:: INSTRUCTION ::
Count the lines of the data below that contain the string "marker", treating uppercase and lowercase as different, and reply with only the number.
_ _ _ _ _
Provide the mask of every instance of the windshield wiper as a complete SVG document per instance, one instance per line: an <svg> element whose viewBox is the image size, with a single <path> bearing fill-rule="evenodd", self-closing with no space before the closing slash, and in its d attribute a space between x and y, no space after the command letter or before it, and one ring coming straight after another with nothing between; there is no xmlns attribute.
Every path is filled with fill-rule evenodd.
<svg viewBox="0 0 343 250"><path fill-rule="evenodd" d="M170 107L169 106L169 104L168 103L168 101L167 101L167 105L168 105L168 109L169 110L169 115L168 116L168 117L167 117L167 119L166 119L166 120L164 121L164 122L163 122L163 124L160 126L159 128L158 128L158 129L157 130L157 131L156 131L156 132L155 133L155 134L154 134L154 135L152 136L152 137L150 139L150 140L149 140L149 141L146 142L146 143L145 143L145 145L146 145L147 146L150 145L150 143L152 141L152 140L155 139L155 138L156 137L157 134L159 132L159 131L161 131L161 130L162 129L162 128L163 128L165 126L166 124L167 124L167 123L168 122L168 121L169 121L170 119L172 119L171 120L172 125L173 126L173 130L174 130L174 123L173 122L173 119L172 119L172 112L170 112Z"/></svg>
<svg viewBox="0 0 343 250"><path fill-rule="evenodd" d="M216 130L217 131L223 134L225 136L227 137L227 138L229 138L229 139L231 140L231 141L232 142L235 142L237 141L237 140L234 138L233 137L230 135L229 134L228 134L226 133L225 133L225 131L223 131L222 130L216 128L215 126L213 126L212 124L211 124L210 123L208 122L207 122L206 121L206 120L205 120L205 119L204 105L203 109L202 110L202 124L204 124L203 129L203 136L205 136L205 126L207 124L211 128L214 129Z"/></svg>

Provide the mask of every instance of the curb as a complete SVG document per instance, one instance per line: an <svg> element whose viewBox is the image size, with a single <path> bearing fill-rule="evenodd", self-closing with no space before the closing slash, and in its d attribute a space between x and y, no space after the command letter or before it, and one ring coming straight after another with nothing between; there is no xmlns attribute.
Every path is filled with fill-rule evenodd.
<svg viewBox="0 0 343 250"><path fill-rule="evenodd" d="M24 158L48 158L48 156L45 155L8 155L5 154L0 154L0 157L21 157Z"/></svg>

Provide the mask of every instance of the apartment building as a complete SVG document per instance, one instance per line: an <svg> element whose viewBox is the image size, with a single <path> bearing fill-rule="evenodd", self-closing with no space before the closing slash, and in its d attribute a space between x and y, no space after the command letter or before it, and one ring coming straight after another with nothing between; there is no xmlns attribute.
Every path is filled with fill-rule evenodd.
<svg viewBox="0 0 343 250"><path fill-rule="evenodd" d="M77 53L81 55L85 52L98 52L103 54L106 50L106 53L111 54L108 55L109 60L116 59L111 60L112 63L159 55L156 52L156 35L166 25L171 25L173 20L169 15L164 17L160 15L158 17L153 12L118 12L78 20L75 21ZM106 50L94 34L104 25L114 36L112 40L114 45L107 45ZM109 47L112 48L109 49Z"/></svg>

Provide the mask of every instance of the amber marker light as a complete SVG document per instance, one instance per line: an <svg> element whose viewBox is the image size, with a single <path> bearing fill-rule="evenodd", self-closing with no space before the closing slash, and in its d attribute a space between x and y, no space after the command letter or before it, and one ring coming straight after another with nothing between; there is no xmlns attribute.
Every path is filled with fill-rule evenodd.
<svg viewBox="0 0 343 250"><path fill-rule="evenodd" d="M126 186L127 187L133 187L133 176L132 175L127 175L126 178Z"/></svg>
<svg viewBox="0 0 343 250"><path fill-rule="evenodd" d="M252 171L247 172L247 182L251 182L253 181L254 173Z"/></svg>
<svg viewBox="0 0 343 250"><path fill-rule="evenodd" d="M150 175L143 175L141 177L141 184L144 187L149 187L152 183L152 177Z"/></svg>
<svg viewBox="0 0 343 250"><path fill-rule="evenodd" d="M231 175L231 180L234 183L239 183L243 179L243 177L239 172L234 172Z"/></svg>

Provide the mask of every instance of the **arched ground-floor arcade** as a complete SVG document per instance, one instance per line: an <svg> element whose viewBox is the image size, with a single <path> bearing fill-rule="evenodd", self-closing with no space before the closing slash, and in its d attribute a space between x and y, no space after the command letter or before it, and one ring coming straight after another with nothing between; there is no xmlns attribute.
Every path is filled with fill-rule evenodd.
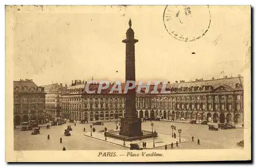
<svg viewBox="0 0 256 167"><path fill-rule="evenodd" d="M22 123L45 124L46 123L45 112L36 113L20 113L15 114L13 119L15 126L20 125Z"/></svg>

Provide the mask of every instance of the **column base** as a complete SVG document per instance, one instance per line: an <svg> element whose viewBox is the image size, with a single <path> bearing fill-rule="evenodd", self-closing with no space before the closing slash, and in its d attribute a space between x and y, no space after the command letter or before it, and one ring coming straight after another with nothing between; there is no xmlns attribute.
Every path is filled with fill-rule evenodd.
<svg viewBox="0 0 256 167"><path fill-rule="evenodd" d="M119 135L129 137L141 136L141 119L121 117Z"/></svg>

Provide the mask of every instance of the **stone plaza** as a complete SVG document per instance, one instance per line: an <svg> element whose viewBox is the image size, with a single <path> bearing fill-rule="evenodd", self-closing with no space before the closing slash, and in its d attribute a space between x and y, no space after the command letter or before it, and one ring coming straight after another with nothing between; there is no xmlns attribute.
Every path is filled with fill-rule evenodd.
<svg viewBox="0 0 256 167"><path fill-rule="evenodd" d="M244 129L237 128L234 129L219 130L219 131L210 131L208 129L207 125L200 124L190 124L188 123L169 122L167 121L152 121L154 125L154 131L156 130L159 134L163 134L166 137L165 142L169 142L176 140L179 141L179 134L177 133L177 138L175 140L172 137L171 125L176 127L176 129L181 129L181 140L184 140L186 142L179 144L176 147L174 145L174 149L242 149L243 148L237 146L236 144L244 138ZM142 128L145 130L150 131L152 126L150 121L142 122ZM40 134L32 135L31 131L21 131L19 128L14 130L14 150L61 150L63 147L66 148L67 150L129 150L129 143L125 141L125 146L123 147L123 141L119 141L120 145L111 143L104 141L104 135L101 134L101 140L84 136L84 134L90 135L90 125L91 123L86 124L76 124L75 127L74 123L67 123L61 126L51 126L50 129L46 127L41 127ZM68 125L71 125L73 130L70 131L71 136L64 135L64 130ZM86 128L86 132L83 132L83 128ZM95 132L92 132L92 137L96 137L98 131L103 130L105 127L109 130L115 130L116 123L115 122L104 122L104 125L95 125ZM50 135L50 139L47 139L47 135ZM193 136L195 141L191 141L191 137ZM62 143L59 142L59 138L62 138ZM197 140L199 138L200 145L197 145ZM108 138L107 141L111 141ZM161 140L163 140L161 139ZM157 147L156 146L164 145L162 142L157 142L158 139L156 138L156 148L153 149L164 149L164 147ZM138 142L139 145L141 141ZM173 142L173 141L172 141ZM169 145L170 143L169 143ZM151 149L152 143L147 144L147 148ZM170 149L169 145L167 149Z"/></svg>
_ _ _ _ _
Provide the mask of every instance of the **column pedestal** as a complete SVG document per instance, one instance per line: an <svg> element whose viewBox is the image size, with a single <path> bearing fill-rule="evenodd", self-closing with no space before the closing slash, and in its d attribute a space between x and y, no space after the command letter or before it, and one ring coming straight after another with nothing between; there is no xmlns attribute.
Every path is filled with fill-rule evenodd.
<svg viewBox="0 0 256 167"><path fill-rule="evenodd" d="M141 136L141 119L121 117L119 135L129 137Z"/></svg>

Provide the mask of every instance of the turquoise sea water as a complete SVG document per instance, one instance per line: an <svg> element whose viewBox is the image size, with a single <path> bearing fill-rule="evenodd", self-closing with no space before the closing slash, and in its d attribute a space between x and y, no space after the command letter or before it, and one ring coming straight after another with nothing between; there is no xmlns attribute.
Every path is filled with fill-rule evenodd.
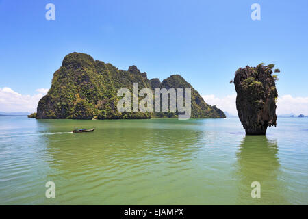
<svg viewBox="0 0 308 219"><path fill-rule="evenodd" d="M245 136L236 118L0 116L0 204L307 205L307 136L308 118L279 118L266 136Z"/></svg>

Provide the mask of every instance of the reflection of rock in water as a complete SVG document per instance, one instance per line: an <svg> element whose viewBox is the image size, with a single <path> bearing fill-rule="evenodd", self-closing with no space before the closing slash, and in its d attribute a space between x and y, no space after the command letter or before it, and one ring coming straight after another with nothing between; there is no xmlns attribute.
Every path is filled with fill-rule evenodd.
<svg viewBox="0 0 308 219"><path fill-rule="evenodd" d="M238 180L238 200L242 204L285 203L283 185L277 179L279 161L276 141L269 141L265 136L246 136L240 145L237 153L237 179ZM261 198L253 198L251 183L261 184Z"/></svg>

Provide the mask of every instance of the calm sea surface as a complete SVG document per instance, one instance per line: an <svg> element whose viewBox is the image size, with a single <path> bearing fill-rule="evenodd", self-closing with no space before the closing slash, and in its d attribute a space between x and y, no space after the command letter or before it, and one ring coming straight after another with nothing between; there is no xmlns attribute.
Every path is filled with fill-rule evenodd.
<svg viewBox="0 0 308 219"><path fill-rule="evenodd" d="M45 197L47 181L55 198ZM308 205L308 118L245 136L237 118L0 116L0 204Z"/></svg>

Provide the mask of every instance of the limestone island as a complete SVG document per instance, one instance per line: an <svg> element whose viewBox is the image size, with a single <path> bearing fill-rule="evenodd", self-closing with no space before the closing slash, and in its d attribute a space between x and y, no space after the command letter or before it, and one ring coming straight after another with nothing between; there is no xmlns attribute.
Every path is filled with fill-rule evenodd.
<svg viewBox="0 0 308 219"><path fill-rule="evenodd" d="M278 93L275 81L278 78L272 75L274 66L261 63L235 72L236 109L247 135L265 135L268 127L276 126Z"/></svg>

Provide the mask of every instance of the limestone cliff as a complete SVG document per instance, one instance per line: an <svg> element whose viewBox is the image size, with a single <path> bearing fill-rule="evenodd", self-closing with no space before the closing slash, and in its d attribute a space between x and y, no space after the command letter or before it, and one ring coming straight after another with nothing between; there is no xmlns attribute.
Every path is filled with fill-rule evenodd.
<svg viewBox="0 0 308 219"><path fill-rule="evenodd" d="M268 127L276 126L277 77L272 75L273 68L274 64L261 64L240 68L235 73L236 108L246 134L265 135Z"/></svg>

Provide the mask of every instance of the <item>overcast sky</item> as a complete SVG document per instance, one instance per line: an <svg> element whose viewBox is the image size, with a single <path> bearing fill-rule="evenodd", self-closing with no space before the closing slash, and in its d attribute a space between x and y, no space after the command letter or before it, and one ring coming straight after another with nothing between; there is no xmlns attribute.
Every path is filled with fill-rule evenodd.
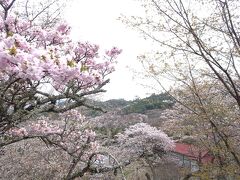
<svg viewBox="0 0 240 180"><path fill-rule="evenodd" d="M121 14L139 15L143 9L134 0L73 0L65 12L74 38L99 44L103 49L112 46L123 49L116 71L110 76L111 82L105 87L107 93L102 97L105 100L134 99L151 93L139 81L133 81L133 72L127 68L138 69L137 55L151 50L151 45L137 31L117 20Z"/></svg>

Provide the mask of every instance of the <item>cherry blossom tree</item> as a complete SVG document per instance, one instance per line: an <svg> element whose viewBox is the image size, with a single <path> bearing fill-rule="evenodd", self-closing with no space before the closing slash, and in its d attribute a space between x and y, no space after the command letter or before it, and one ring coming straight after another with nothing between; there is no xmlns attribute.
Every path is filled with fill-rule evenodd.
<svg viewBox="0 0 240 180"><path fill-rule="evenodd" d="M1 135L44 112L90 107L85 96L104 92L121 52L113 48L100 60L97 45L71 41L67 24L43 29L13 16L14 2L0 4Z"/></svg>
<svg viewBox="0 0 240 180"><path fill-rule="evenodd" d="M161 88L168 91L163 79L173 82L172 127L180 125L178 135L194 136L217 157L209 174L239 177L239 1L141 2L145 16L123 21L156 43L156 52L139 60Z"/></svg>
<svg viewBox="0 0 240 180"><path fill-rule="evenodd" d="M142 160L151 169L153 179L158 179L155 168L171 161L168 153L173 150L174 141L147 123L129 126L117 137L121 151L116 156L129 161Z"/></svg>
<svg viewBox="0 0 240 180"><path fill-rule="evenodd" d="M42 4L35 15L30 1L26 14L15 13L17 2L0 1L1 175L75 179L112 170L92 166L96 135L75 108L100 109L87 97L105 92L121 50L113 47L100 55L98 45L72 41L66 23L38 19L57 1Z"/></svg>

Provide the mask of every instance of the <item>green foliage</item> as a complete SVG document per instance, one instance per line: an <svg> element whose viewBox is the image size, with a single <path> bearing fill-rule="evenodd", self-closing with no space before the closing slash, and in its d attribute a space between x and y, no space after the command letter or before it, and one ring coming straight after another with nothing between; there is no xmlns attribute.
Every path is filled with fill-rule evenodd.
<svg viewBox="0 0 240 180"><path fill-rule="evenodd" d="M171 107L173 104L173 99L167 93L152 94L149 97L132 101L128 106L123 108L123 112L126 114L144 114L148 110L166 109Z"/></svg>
_ _ _ _ _
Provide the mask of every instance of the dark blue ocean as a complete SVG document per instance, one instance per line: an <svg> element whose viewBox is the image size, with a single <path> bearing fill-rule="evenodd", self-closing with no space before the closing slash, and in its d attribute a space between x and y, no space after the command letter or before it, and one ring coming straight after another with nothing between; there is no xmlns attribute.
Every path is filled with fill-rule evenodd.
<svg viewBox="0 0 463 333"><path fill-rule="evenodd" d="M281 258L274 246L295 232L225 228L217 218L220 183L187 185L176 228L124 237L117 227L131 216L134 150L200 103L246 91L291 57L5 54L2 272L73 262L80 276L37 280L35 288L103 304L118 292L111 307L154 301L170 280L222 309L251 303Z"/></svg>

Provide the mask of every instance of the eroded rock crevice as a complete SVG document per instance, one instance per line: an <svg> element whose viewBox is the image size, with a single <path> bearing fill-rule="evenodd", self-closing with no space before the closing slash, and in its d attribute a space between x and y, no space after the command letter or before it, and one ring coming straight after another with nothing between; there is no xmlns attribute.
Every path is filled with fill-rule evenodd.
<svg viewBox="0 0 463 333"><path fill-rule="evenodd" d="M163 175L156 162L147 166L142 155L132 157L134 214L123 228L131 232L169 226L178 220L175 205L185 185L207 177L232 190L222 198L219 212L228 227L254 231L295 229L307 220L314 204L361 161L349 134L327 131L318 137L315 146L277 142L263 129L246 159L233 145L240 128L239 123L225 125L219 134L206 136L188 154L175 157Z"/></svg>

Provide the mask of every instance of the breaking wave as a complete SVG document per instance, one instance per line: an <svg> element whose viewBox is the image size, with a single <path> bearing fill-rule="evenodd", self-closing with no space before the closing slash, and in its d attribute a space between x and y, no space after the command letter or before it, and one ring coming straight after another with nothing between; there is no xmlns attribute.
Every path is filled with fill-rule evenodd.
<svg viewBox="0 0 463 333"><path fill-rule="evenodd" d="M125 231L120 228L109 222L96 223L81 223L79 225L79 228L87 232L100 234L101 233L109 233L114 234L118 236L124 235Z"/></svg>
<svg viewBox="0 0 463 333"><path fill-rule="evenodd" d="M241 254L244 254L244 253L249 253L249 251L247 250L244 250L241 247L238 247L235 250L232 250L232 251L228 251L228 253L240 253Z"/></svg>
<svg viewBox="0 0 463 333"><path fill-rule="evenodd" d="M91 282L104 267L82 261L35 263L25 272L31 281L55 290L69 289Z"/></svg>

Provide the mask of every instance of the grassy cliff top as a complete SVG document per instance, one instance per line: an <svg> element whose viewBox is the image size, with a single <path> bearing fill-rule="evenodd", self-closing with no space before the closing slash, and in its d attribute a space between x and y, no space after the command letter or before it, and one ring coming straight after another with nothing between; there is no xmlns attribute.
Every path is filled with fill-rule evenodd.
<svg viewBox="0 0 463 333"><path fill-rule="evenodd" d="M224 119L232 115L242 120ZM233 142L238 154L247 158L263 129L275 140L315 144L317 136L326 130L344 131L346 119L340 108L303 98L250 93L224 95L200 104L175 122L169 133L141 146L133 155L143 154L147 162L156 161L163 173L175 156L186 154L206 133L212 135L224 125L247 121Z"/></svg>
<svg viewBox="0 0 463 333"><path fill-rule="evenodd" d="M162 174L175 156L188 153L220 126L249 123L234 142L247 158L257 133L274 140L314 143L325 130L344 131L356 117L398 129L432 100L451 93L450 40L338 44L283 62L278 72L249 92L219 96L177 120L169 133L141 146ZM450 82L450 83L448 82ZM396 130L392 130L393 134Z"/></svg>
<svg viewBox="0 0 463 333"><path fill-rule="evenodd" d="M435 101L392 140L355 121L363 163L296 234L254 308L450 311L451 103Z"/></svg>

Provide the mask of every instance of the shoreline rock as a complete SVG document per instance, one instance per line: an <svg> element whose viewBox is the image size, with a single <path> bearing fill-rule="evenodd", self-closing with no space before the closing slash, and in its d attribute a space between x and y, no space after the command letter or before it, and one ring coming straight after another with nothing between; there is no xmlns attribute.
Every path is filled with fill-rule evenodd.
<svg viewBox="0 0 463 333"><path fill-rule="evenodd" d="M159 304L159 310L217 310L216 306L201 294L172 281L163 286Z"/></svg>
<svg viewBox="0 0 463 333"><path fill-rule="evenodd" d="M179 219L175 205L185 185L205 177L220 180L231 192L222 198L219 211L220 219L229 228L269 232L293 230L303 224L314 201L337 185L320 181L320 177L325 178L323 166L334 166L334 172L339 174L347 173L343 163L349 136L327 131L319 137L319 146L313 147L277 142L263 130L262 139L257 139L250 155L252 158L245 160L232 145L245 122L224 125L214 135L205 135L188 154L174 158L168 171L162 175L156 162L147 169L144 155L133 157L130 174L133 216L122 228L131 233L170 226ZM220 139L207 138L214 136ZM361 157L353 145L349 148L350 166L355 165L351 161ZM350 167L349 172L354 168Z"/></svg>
_ _ _ _ _
:: EXERCISE RESULT ::
1